* **EXERCISE GOAL**: Please report every line in the items below that contains the word "foliage", copying each line in full. Case counts.

** START OF RAW DATA **

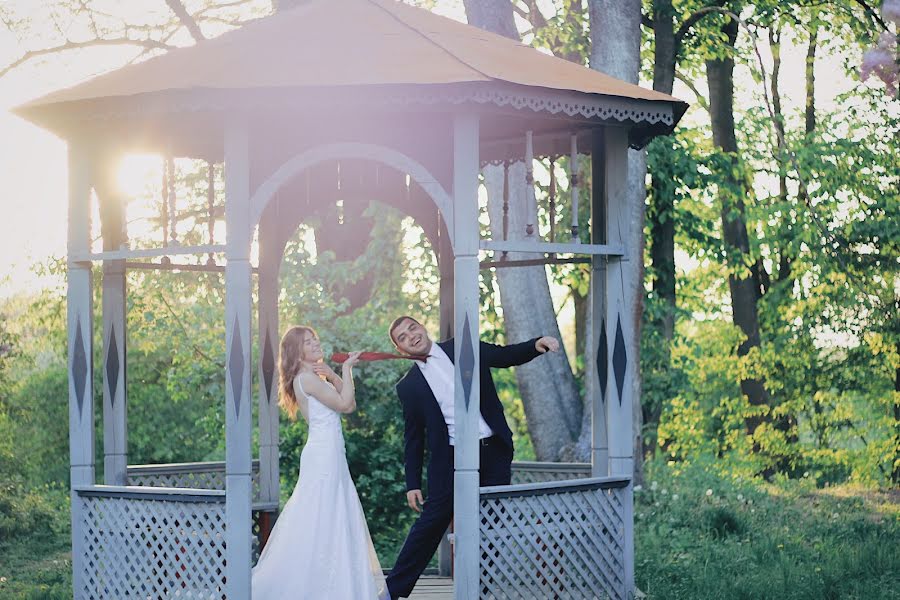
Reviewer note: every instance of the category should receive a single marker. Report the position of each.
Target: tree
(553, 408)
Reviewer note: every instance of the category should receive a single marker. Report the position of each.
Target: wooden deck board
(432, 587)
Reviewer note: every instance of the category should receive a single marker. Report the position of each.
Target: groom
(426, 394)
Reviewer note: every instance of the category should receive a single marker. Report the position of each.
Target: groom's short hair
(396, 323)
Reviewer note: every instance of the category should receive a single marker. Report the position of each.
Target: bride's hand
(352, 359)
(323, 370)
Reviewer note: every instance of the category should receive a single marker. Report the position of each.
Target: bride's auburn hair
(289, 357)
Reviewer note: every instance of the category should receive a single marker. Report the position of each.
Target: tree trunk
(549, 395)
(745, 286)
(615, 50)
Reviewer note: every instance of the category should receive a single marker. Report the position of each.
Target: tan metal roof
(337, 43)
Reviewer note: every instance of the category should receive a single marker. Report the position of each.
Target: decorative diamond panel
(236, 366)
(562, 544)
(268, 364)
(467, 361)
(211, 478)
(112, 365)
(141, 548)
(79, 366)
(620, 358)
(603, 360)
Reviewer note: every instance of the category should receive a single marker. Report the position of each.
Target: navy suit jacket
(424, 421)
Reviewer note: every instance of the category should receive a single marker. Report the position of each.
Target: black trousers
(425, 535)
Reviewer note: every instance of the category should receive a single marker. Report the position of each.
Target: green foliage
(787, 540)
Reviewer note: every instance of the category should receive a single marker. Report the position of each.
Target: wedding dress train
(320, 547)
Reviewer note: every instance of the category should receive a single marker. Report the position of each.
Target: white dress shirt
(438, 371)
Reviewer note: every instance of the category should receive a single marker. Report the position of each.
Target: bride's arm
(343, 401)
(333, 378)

** END OF RAW DATA **
** START OF RAW DATA **

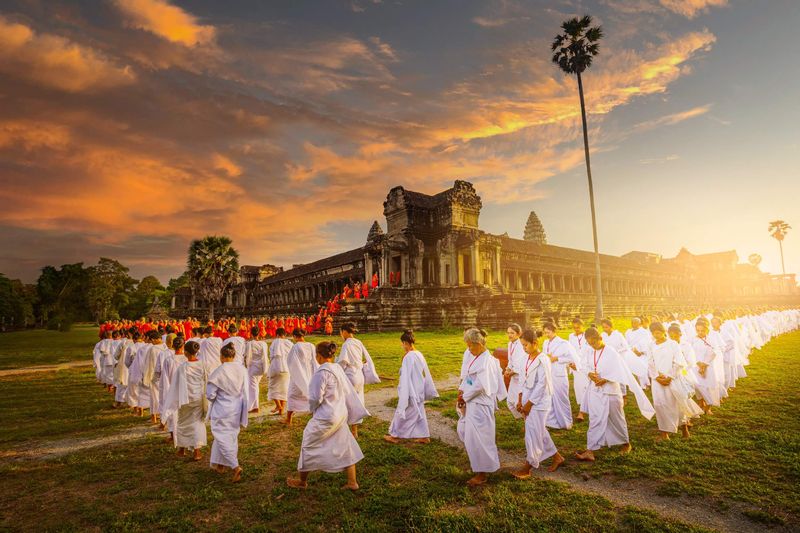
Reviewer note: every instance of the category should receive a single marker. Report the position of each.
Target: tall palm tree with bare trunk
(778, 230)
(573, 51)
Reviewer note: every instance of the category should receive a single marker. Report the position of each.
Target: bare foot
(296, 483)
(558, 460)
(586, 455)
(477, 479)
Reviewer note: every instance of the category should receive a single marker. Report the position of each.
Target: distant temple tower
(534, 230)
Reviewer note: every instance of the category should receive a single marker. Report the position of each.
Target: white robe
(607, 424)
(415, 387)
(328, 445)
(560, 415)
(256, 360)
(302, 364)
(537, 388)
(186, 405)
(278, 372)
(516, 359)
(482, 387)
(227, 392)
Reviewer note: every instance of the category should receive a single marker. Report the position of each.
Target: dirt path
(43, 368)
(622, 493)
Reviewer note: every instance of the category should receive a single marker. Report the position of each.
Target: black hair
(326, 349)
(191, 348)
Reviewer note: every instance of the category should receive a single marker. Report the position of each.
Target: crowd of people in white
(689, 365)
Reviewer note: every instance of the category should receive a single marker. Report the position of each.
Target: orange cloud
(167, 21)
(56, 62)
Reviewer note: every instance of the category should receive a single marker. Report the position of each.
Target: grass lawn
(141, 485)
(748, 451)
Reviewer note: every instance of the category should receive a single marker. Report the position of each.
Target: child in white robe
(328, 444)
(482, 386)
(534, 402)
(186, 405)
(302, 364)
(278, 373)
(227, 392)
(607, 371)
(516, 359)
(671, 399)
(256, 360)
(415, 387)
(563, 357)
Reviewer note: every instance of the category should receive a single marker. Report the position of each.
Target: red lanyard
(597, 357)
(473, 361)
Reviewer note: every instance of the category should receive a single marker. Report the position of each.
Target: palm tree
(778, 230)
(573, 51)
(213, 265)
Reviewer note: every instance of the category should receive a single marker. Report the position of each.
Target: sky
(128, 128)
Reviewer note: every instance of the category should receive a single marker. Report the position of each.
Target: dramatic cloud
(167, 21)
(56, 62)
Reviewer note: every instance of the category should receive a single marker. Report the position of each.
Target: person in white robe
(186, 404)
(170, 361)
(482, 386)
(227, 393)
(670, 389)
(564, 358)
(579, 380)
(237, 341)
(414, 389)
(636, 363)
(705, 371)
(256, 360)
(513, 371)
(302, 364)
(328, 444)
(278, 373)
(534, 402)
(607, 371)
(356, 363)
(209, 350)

** END OF RAW DATA **
** START OF RAW DATA **

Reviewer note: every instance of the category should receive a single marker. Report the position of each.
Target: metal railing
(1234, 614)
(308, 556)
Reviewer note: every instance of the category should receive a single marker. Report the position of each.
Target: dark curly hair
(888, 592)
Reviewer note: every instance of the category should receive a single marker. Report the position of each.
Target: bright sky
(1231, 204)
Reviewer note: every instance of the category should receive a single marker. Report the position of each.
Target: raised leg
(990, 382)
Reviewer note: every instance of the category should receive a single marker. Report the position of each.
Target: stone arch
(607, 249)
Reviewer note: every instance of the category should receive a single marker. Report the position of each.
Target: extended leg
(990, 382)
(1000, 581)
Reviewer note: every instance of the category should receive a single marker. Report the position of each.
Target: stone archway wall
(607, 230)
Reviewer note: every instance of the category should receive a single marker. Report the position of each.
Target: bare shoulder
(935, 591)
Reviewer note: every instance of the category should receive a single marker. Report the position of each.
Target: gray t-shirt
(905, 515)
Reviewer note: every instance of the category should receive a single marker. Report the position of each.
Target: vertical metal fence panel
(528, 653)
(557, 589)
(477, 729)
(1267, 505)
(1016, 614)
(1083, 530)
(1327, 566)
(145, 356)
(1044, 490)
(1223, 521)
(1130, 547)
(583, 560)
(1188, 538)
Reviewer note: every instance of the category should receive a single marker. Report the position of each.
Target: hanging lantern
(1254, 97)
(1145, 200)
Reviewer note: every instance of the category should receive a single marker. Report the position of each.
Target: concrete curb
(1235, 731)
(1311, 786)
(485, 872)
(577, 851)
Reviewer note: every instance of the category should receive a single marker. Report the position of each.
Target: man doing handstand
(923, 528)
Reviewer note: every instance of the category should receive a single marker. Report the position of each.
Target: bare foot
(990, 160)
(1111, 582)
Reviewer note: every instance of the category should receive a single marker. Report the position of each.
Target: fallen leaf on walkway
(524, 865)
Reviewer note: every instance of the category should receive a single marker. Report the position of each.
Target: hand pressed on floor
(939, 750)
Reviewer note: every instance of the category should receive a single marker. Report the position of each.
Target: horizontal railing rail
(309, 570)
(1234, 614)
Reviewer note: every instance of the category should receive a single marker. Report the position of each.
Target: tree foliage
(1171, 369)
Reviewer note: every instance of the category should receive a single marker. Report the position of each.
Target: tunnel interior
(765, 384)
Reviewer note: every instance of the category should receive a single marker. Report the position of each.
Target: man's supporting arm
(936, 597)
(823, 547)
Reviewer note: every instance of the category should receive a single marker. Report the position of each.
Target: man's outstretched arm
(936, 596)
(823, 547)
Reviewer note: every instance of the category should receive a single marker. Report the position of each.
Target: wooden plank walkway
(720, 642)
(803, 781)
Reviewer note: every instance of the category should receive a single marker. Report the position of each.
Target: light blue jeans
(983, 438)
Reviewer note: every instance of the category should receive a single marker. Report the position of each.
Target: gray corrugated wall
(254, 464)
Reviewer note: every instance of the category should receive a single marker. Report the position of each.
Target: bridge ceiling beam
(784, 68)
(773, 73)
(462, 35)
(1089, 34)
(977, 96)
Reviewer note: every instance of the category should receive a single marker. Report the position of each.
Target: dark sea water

** END OF RAW DATA **

* **SOLUTION TO THIS TASK**:
Target: green foliage
Target: tree foliage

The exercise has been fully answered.